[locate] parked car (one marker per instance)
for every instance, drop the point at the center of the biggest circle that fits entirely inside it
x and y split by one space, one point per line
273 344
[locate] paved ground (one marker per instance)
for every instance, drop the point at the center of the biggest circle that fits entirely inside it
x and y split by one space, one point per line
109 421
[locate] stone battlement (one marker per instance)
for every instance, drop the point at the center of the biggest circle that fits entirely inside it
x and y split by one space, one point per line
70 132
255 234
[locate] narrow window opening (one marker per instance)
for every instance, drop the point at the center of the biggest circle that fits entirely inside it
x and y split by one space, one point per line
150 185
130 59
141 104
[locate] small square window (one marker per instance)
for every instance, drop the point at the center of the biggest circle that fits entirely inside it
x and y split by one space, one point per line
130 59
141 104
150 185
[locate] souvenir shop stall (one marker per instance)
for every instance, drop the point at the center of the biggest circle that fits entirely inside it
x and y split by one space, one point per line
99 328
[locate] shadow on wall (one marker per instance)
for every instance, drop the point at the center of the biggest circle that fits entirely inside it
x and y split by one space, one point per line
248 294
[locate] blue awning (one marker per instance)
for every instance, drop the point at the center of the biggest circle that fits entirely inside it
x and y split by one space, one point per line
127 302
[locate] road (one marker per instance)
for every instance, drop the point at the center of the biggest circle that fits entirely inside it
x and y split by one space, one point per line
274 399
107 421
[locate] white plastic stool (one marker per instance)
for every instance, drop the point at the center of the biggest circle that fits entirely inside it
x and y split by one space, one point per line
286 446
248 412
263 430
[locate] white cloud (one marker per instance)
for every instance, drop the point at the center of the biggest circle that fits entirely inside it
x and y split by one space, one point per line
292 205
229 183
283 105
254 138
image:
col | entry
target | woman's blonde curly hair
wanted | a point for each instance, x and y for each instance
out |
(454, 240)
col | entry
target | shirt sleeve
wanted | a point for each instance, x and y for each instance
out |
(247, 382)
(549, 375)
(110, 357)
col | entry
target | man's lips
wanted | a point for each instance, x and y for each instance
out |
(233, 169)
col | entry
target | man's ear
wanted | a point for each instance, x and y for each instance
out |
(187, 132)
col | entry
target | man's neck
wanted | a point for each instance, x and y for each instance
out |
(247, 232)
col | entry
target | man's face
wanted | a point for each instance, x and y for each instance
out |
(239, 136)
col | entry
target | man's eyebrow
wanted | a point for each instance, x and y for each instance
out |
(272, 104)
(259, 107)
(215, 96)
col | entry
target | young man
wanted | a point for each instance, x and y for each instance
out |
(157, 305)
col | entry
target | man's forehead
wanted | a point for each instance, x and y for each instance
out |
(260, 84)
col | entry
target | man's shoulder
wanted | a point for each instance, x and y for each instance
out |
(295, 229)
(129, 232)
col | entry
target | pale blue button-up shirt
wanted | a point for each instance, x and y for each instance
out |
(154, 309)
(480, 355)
* * *
*REQUIRED WORK*: Reproduce every line from the line containing "[locate] white cloud" through the end of the records, both ends included and requests kept intact, multiplying each point coordinate in the answers by 2.25 and rounding to the nearest whole number, with halves rounded up. Leave all numbers in the requests unchanged.

*RESULT OF THIS EXERCISE*:
[locate] white cloud (one marker per instance)
for every instance, drop the point at the center of the biggest circle that fits entirely inside it
x and y split by one space, one point per line
657 461
515 412
637 236
572 311
image:
col | entry
target | woman's blonde curly hair
wanted | a point for each instance, x and y for each instance
out |
(1022, 540)
col | entry
target | shirt sleeve
wanted | a point for each instance, x and y for each instance
out |
(556, 860)
(1235, 844)
(248, 803)
col | entry
target | man's lips
wanted | a point for each instance, x and y for each instance
out |
(524, 380)
col | entry
target | man's ear
wanted | a point for each instance, x and y for each instance
out |
(421, 297)
col | entry
target | man's neck
wanted | a point for each instance, x and y for each instance
out |
(556, 522)
col | entry
target | man's face
wanted | a point for each instance, x and y for each instance
out |
(538, 306)
col | entry
target | man's eyebrow
wanted | a point for each instance, x and y for each instance
out |
(612, 234)
(583, 241)
(484, 216)
col | entry
target | young man
wanted | a point for each instance, x and y for each instance
out |
(353, 686)
col | entry
target | man's forehead
wanted | a point for each instance, x and y for each instance
out |
(585, 189)
col | entry
target | man's shoulder
wanted | a point for each instance, x and y for each instance
out |
(664, 515)
(290, 522)
col | entry
target | pale blue button-up shirt
wanted | a point for each instance, x and y for each instance
out |
(347, 695)
(1080, 799)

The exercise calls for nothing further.